[Dataset entries]
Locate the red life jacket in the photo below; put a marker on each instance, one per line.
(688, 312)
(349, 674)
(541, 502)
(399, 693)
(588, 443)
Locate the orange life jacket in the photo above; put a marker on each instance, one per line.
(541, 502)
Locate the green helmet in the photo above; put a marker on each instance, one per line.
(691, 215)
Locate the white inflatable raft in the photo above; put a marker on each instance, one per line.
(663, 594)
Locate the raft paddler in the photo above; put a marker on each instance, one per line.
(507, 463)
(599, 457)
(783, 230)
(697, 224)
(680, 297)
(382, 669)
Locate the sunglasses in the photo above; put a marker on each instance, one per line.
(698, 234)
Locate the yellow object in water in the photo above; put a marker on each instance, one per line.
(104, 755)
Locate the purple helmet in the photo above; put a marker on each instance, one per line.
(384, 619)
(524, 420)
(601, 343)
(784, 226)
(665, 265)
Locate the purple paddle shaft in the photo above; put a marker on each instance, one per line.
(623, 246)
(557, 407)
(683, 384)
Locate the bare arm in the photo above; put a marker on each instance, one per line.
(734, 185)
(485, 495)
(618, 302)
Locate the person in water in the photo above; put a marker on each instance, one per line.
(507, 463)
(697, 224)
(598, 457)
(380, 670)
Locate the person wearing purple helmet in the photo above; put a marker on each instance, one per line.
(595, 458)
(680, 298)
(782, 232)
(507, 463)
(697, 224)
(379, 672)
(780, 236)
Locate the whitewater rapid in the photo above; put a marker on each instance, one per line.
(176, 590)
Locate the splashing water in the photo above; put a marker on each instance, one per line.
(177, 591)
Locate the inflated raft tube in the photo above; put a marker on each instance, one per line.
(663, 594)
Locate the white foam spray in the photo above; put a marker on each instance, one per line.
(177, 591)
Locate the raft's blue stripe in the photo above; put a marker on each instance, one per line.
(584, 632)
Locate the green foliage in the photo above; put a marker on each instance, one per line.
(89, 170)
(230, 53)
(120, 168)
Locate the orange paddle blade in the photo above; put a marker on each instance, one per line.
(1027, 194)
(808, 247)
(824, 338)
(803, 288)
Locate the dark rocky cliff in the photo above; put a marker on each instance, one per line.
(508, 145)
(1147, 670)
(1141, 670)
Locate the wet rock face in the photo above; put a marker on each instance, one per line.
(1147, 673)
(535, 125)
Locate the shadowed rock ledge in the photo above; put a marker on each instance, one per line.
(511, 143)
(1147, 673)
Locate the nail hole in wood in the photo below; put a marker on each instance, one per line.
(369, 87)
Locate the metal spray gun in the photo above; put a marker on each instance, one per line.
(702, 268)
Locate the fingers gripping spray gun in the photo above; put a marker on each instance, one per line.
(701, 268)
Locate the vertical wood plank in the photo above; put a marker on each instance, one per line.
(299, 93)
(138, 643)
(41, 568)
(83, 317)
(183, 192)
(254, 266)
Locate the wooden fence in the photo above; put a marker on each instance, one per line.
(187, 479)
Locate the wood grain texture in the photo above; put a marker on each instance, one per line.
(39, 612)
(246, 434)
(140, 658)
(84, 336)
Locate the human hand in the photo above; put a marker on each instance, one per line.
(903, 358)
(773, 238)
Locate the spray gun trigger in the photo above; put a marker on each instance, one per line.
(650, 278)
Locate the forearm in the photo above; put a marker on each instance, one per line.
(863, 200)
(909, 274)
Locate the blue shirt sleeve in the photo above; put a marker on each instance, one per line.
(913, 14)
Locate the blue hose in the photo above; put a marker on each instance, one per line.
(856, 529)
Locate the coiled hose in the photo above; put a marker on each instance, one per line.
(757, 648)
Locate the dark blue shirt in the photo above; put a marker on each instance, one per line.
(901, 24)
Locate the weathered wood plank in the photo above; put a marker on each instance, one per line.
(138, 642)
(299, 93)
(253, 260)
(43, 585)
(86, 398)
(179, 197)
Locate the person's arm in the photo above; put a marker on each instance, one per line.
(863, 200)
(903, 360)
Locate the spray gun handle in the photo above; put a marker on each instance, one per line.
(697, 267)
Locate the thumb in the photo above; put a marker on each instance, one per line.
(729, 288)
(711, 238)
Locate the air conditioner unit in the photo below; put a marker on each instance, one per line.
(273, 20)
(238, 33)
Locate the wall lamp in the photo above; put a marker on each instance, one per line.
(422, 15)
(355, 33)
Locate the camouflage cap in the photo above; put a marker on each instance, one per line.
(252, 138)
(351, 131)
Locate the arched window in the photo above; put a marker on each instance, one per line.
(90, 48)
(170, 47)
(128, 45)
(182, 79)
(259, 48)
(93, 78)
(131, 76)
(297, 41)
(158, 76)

• THE PROBLEM
Please give back the entries above, unchanged and complete.

• RESULT OF THIS TASK
Locate the red life jacket in the photo below; put a marker on each instance, one per line.
(688, 312)
(349, 674)
(541, 502)
(399, 693)
(588, 443)
Locate the orange life jacket in the photo above; put a marker on each instance, one per line.
(541, 502)
Locate the green helmet in the photo above; put a marker on each instance, one per line.
(691, 215)
Locate the white inflatable raft in the photo above; put a marker on each instance, one per line.
(663, 594)
Locate the raft paddler in the photo above; put a marker on each instance, one per line.
(507, 463)
(599, 457)
(783, 230)
(697, 224)
(680, 297)
(382, 669)
Locate the sunglasses in the photo above; put a marker on each instance, one per line.
(698, 234)
Locate the yellow object in water in the photo above; put a marker on each instance, one per line.
(104, 755)
Locate the purple helmet in the photo above; put a marker on each instance, one per line.
(384, 619)
(524, 420)
(601, 343)
(784, 226)
(665, 265)
Locate the purple paddle shaft in the photo above; put a marker on each instance, one per line.
(623, 246)
(557, 407)
(683, 384)
Locate the bare arm in the photo above; put a marker on each instance, one per line.
(734, 185)
(485, 495)
(618, 302)
Locate the person in water in the photo above; put a marker on each instance, one per line.
(507, 463)
(697, 224)
(598, 457)
(380, 670)
Locate the person wearing purple helmet in the photo above; put a marker on each instance, one per line.
(595, 458)
(680, 298)
(782, 232)
(507, 463)
(697, 224)
(379, 672)
(780, 236)
Locate the whitewater rapid in the photo above; put a marker on each instance, one per line.
(176, 590)
Locate the splashing water in the photo above; put a marker on each instance, one per line.
(177, 591)
Locate the inflated raft tube in the photo above; put a marker on each instance, one per line.
(663, 594)
Locate the white foam spray in the photo above; put a marker on each instance, one per line.
(177, 591)
Locate the raft's blue stripe in the photo above; put a marker on each instance, one per line.
(584, 632)
Locate the green foliage in the photo above; put a marker on each instance, one per line.
(89, 170)
(230, 53)
(120, 168)
Locate the orange paddle blade in the photo above; put a marker on each instance, one per line.
(1027, 194)
(808, 247)
(824, 338)
(803, 288)
Locate the dark rocky cliff in the photo above; put a marker on each instance, one per line.
(508, 145)
(1147, 670)
(1141, 670)
Locate the wet rock face in the photo above; put a marker on each instance, one per line.
(1147, 673)
(535, 125)
Locate the shadowed rock ledge in the photo above; put a marker on each instance, one per line.
(511, 143)
(1147, 673)
Locate the nail hole in wood in the photo below; put a marker on each instance, one per line.
(369, 87)
Locate the metal spray gun in the photo above; put a marker on each instance, one per line.
(702, 268)
Locate the fingers gripping spray gun in the photo above; put a marker on each instance, one per line.
(701, 268)
Locate the vertical wood plank in the photo above; put a marker on each instance, one per line.
(299, 93)
(138, 643)
(41, 568)
(83, 317)
(183, 192)
(254, 266)
Locate the wooden fence in the photo above; put a marker on each instance, one per line.
(187, 479)
Locate the wood grain texture in the photo above; put a marker on each instance, one per line.
(39, 612)
(246, 434)
(140, 658)
(84, 336)
Locate the human hand in the photo above; put a marker on each instance, one per line.
(903, 358)
(773, 238)
Locate the spray gun trigger in the photo above; put a marker on each instance, one per line.
(650, 278)
Locate the forearm in the photo above; put a marker on each instance, one per line.
(863, 200)
(909, 274)
Locate the blue shirt sleeve in the photo above; put a marker on each instance, one per line.
(913, 14)
Locate the blue hose in the photo above; put a marker on each instance, one per line.
(856, 529)
Locate the coiled hose in the photo above; put a marker on each instance, one per line.
(757, 648)
Locate the dark blue shirt in the photo above; put a marker on each instance, one per line.
(901, 24)
Locate the weathered wood plank in the photo above; put a marker on each instance, one per line.
(138, 642)
(299, 93)
(253, 260)
(43, 585)
(86, 398)
(179, 197)
Locate the person's arm in the photo above; put a marker on each instance, one per line.
(863, 200)
(903, 360)
Locate the spray gun handle in the photo above; put a marker on each instance, one per line.
(697, 267)
Locate the thumb in the photo above; put a marker on each instance, one per line.
(729, 288)
(711, 238)
Locate the air conditioner unit in the photo below; put a marker on each instance, one per line.
(273, 20)
(238, 33)
Locate the wall lamp in the photo above; put a marker on each instance, one per line.
(422, 15)
(355, 33)
Locate the camouflage cap in the photo above; put a marker on each instance, one per line.
(252, 138)
(351, 131)
Locate the arched window in the photo above; put a marker on each instance, one per line.
(90, 48)
(170, 47)
(128, 45)
(182, 79)
(259, 48)
(93, 78)
(131, 76)
(297, 41)
(158, 76)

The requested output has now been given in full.